What the task asks: Copy every line that holds the string "chest" from the data below.

Task data:
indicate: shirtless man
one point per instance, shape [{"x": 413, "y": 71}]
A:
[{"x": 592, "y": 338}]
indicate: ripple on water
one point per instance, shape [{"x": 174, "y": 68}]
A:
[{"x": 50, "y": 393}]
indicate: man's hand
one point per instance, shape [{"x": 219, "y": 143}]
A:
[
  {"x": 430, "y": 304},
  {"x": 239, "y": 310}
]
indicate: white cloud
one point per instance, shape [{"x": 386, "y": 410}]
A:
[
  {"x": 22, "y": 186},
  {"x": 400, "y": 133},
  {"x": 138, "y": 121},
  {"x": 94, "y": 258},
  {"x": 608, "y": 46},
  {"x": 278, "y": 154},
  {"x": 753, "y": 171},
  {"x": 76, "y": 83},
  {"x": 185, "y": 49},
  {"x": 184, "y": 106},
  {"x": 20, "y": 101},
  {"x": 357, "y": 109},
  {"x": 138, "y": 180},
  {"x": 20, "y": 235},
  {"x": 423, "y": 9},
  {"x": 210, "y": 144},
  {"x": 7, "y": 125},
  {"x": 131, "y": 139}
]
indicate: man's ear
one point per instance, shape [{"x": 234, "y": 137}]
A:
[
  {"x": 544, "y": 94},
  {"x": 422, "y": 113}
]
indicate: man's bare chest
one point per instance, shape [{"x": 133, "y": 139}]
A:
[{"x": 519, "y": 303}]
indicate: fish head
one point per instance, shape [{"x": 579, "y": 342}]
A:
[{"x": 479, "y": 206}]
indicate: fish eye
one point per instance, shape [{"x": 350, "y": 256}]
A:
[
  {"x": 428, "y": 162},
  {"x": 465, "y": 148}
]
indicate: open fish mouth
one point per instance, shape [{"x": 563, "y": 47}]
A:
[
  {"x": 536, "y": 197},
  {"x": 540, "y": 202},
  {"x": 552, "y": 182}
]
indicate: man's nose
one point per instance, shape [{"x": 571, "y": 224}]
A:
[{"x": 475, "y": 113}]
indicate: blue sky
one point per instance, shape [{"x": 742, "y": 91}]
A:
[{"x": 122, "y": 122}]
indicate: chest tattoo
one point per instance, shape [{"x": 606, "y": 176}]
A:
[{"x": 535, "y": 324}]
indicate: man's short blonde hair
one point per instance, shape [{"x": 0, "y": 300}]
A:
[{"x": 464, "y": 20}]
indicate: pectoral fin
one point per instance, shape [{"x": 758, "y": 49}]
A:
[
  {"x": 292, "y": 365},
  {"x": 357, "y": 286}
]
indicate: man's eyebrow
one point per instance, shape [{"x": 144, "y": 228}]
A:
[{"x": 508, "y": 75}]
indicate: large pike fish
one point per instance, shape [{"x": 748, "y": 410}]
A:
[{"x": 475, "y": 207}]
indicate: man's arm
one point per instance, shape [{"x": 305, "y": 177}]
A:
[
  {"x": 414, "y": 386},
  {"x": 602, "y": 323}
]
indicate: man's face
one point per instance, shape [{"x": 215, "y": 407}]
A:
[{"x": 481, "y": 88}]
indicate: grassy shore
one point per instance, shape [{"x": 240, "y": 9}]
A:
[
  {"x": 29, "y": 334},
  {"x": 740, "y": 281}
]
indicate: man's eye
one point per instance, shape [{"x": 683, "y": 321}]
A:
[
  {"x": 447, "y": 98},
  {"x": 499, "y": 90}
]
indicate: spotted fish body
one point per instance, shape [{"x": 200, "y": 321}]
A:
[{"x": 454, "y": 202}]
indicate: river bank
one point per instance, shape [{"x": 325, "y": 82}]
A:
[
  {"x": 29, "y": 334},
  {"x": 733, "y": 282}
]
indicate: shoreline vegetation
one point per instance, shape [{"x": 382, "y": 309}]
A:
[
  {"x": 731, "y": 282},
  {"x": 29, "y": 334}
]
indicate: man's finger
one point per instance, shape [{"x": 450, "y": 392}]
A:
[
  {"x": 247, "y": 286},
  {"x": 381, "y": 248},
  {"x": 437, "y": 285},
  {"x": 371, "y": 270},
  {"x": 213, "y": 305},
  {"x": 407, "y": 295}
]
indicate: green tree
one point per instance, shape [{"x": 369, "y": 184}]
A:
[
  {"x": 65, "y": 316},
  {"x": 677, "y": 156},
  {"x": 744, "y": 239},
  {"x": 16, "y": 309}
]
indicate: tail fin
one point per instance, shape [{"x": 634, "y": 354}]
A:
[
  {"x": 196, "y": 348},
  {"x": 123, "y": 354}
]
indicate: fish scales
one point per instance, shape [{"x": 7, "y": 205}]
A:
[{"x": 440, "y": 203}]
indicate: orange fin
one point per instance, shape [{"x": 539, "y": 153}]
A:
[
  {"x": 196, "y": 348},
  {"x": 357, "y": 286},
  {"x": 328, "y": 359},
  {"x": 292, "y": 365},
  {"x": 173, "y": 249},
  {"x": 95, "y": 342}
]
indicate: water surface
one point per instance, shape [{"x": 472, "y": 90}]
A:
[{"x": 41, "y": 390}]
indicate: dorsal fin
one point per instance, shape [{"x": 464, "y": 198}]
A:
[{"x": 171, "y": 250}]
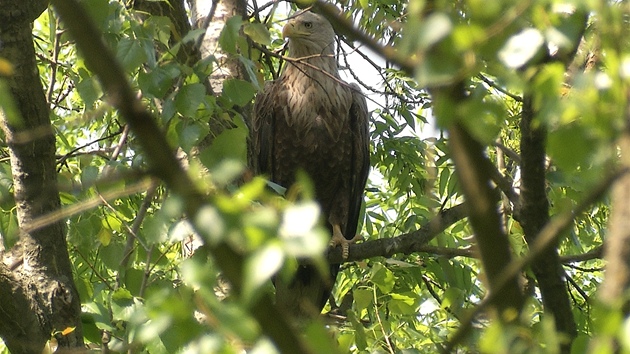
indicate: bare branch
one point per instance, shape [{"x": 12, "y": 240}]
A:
[
  {"x": 546, "y": 238},
  {"x": 404, "y": 244}
]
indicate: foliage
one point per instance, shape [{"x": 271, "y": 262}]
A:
[{"x": 130, "y": 241}]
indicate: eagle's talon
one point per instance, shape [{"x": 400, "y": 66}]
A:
[{"x": 339, "y": 240}]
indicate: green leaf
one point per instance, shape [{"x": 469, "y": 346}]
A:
[
  {"x": 433, "y": 28},
  {"x": 189, "y": 98},
  {"x": 258, "y": 32},
  {"x": 231, "y": 144},
  {"x": 130, "y": 54},
  {"x": 521, "y": 48},
  {"x": 239, "y": 92},
  {"x": 156, "y": 82},
  {"x": 569, "y": 147},
  {"x": 362, "y": 298},
  {"x": 383, "y": 278},
  {"x": 359, "y": 331}
]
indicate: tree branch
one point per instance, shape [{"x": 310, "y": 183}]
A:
[
  {"x": 404, "y": 244},
  {"x": 546, "y": 238}
]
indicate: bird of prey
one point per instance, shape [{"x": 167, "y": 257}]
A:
[{"x": 311, "y": 120}]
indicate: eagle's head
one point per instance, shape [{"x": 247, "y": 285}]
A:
[{"x": 309, "y": 34}]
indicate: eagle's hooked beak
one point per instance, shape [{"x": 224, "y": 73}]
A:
[{"x": 288, "y": 30}]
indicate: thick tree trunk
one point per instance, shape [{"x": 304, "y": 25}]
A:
[
  {"x": 213, "y": 15},
  {"x": 38, "y": 298}
]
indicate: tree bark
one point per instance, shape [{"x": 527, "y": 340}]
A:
[
  {"x": 38, "y": 298},
  {"x": 473, "y": 170},
  {"x": 534, "y": 215}
]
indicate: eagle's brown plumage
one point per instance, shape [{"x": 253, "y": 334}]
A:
[{"x": 310, "y": 120}]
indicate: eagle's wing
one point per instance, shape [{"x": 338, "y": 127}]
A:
[{"x": 359, "y": 124}]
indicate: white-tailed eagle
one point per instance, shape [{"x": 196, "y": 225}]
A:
[{"x": 311, "y": 120}]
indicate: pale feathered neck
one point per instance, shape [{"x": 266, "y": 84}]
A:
[{"x": 316, "y": 54}]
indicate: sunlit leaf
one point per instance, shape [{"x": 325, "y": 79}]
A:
[{"x": 521, "y": 48}]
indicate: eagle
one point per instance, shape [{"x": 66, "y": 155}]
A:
[{"x": 312, "y": 121}]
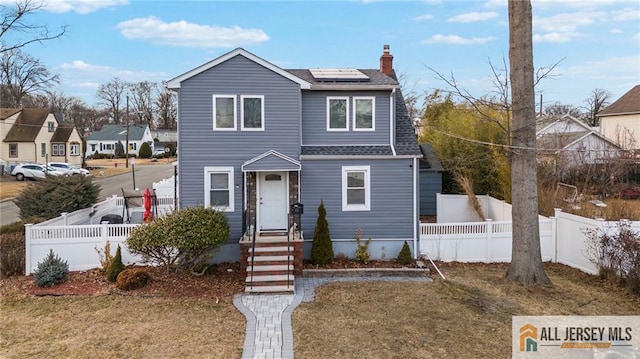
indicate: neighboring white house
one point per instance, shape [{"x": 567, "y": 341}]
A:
[
  {"x": 570, "y": 142},
  {"x": 37, "y": 135},
  {"x": 105, "y": 140},
  {"x": 620, "y": 121}
]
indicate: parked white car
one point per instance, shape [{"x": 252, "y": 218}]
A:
[
  {"x": 33, "y": 171},
  {"x": 68, "y": 169}
]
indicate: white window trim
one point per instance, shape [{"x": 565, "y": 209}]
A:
[
  {"x": 373, "y": 113},
  {"x": 367, "y": 188},
  {"x": 235, "y": 113},
  {"x": 346, "y": 125},
  {"x": 242, "y": 97},
  {"x": 207, "y": 187}
]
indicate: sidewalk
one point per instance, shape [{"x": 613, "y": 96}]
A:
[{"x": 269, "y": 334}]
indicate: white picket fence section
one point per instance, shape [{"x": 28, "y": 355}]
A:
[{"x": 563, "y": 239}]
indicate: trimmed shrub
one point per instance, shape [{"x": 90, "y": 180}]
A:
[
  {"x": 11, "y": 254},
  {"x": 132, "y": 279},
  {"x": 187, "y": 238},
  {"x": 53, "y": 270},
  {"x": 404, "y": 257},
  {"x": 145, "y": 151},
  {"x": 322, "y": 250},
  {"x": 362, "y": 249},
  {"x": 115, "y": 267},
  {"x": 53, "y": 195}
]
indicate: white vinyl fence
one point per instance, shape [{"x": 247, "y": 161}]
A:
[{"x": 563, "y": 239}]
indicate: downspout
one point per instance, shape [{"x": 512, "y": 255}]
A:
[
  {"x": 415, "y": 208},
  {"x": 392, "y": 121}
]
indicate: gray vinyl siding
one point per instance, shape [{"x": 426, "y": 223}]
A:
[
  {"x": 200, "y": 146},
  {"x": 314, "y": 120},
  {"x": 430, "y": 184},
  {"x": 391, "y": 215}
]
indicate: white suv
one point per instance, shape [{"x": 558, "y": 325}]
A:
[
  {"x": 68, "y": 169},
  {"x": 33, "y": 171}
]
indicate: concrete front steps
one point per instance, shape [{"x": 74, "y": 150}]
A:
[{"x": 272, "y": 271}]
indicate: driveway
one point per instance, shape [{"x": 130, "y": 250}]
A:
[{"x": 145, "y": 175}]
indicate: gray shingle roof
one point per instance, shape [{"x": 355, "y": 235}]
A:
[{"x": 118, "y": 132}]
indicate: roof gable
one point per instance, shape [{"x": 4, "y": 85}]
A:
[
  {"x": 28, "y": 125},
  {"x": 174, "y": 83},
  {"x": 629, "y": 103}
]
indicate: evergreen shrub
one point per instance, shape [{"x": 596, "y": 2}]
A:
[
  {"x": 404, "y": 257},
  {"x": 115, "y": 267},
  {"x": 51, "y": 271},
  {"x": 132, "y": 279}
]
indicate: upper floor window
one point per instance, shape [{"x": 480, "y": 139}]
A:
[
  {"x": 218, "y": 185},
  {"x": 337, "y": 113},
  {"x": 364, "y": 113},
  {"x": 57, "y": 149},
  {"x": 356, "y": 188},
  {"x": 252, "y": 112},
  {"x": 224, "y": 112},
  {"x": 13, "y": 150}
]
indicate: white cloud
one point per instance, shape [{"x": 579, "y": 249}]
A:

Answer:
indicate: man's bare chest
indicate: chest tattoo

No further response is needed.